Point labeling dataset excerpts:

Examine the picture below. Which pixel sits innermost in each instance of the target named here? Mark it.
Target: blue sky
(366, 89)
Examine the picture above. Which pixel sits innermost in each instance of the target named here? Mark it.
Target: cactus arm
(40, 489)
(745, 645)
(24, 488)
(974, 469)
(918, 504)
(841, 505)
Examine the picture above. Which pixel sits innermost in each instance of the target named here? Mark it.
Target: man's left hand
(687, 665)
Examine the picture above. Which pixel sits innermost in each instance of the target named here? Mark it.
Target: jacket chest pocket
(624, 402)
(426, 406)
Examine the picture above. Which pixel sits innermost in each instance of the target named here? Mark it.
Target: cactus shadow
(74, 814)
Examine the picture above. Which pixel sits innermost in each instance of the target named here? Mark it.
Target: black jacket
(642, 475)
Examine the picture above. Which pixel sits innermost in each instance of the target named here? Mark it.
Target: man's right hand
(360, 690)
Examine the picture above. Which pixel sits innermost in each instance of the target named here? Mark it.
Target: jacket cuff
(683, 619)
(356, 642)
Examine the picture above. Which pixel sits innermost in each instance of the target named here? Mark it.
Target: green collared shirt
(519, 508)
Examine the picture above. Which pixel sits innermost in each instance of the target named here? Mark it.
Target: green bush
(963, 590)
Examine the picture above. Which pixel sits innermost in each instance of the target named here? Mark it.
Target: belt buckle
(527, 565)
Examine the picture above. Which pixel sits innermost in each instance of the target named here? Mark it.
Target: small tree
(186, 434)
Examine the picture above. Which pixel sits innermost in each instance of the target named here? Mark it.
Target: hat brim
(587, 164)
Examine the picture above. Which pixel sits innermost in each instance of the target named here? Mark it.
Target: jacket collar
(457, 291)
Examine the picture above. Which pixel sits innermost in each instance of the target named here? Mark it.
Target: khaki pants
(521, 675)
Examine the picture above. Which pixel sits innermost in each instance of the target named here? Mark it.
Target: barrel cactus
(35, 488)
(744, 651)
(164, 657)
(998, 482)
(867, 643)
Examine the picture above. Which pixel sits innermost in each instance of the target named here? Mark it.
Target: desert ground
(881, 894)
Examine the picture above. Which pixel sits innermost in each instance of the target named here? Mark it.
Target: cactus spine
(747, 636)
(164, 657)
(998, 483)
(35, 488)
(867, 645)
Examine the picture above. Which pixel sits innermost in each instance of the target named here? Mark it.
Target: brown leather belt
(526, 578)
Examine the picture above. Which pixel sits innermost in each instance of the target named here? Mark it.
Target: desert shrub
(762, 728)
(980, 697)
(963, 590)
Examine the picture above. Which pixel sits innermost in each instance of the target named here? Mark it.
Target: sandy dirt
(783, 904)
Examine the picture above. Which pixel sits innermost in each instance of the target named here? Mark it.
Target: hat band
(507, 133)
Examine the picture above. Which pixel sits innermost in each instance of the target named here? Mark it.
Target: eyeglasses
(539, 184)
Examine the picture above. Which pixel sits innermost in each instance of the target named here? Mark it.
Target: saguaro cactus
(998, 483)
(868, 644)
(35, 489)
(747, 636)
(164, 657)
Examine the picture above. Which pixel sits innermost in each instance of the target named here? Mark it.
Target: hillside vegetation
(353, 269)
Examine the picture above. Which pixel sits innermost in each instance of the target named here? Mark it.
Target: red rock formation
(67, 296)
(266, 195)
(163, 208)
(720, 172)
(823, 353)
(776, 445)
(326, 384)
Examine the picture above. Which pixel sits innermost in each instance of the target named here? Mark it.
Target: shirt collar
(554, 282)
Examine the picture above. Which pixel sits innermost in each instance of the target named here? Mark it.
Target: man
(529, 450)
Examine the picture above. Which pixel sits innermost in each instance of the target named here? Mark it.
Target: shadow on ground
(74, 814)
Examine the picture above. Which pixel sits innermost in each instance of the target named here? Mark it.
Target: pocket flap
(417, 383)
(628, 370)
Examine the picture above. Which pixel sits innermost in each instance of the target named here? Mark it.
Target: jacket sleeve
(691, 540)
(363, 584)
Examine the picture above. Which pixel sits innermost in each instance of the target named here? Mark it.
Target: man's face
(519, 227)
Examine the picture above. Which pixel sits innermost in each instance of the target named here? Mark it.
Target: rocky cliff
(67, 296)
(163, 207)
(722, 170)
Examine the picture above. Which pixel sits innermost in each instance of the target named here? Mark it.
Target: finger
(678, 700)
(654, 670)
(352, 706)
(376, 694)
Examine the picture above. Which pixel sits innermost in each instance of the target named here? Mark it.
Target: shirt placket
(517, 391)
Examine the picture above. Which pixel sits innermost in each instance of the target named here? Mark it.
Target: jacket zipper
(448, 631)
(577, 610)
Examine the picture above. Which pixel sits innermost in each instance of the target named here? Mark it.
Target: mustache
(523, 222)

- **Stated goal**: In this exercise, repeat all entries exactly.

- **Answer for this exercise**:
Examine the picture below. Which pixel sits innermost in each instance of the target named here? Mark it.
Target: blue sky
(366, 89)
Examine the picture above. Which pixel sits innermost in each instance of the target named here? Mark it.
Target: cactus arm
(40, 489)
(745, 645)
(24, 488)
(974, 469)
(918, 504)
(841, 505)
Examine the picture above. Which pixel sits innermost in each instance of the target named here? Mark it.
Target: man's left hand
(687, 665)
Examine the picture above. Which pixel sits innermost in each instance of the target named here? Mark it.
Target: jacket chest pocket
(624, 402)
(426, 406)
Examine the picture above. Which pixel sits innermost in each instance of the target named here? Mark it.
Target: cactus shadow
(74, 814)
Examine the picture above. Which pixel sits innermost in each instance of the target named here? Mark it.
Target: black jacket
(642, 475)
Examine the picture above. Which pixel sits innermost in each instance of the target named here? Mark it.
Target: man's right hand
(360, 690)
Examine the picture above. Which pixel sits innermost in each instance of the target named here? Mark it.
Target: jacket cuff
(683, 619)
(356, 642)
Examine the picture above. Which pixel sits innermost in each instance of the target named here? Mark it.
Target: green collared shirt
(519, 508)
Examine the picture above. Which pixel sits innermost in each instance of the target named here? Mark it.
Target: green bush
(963, 590)
Examine the picture above. Which pixel sits innermost in each instance of the target named here? Mark it.
Target: belt buckle
(527, 565)
Examine the picture above. Which pixel sits innermost in each instance of the target named here? Mark it.
Target: small tree
(186, 434)
Examine the picture above. Which pixel sits innermost in each instance of the target named here? Mark it.
Target: hat brim
(587, 164)
Examine the picture above. Which pixel sits innermost in each instance of the target named here? Mark it.
Target: jacket collar
(457, 291)
Examine the picture above. Which pixel sits innermost in each instance of the target named here? Mark it.
Target: khaki pants
(521, 675)
Examine the picture above. Which pixel sits innermost in each instance of the target named here? Mark it.
Target: barrel cactus
(35, 488)
(744, 651)
(164, 657)
(998, 482)
(867, 643)
Examine the picture above. Which pixel sits innermost in each instance of the target named here? Mark it.
Target: desert ground
(881, 894)
Examine the picture above. Which pixel sits innermost in each instance of the target named here? Mark it.
Target: cactus spine
(747, 636)
(164, 657)
(998, 483)
(35, 488)
(867, 645)
Examine the picture above. Which pixel sits innermost in each instance of the target named here? Mark it.
Target: brown leather belt
(526, 578)
Examine the picture above. Which pixel sits innermost in each instance of the target named here? Mark it.
Target: desert shrub
(762, 728)
(980, 697)
(963, 590)
Examine the picture above. Which pixel sits innermost in each instance of the target named here? Mark it.
Target: sandy dirt
(783, 904)
Examine the picture above. Which pixel sits innermost in each instance of the target named here? Mark it.
Target: hat band
(507, 133)
Examine the picture above. Which pixel sits innermost in each instance of the target named here? Mark it.
Target: eyeglasses
(539, 184)
Examine the picture above. Which pixel sits innermost in each instance of the target named here? Mark it.
Target: saguaro cactus
(998, 483)
(868, 644)
(35, 489)
(747, 636)
(164, 657)
Examine the picture above. Which pixel sits innermost in each instance of the target named here? Mark it.
Target: hillside vegetation
(353, 269)
Examine the picture above. Which pixel sits innermost in each instance of the target named here? Mark it.
Target: red rock formation
(67, 296)
(266, 195)
(163, 208)
(720, 172)
(823, 353)
(776, 445)
(326, 384)
Examine the picture above. Which pixel sits innermost in each instance of the target named here? Mark it.
Target: shirt collar
(554, 282)
Examine the picture above. Which pixel sits innermost in each instance of the target named here? Mark it.
Target: man
(529, 450)
Examine the picture above. Which pixel sits innermost in each instance of the target named here? Mark it.
Target: shadow on ground
(74, 814)
Examine the picture above. Which pixel sits innermost in each instance of the target named here? Mark it.
Target: pocket flap
(417, 383)
(628, 370)
Examine the picture above. Which pixel sits innermost in each instance of the target named here? Mark it.
Target: jacket sleeve
(691, 540)
(363, 584)
Examine the picture above. Which pixel sits innermost in each instance of the target named here? Mark it.
Target: man's face
(519, 227)
Examine the picture above. Which pixel sits innermost in each instance of the target named here? Mark it.
Target: rocky cliff
(67, 296)
(163, 207)
(722, 170)
Examine the picture above. Which pixel sits innermost in each instance of the target named here? Mark it.
Target: finger
(678, 700)
(654, 670)
(352, 706)
(376, 694)
Examine the picture above. Which pixel sits innermost in each instance of the target named here? Mark it.
Target: shirt placket
(517, 391)
Examine the picture above. Which pixel sits innermost in each instance of the target named here? Mark it.
Target: jacket zipper
(448, 631)
(577, 610)
Examine the picture above. Which pixel sits innermost in each instance of the target named here? Mark it.
Target: mustache
(523, 222)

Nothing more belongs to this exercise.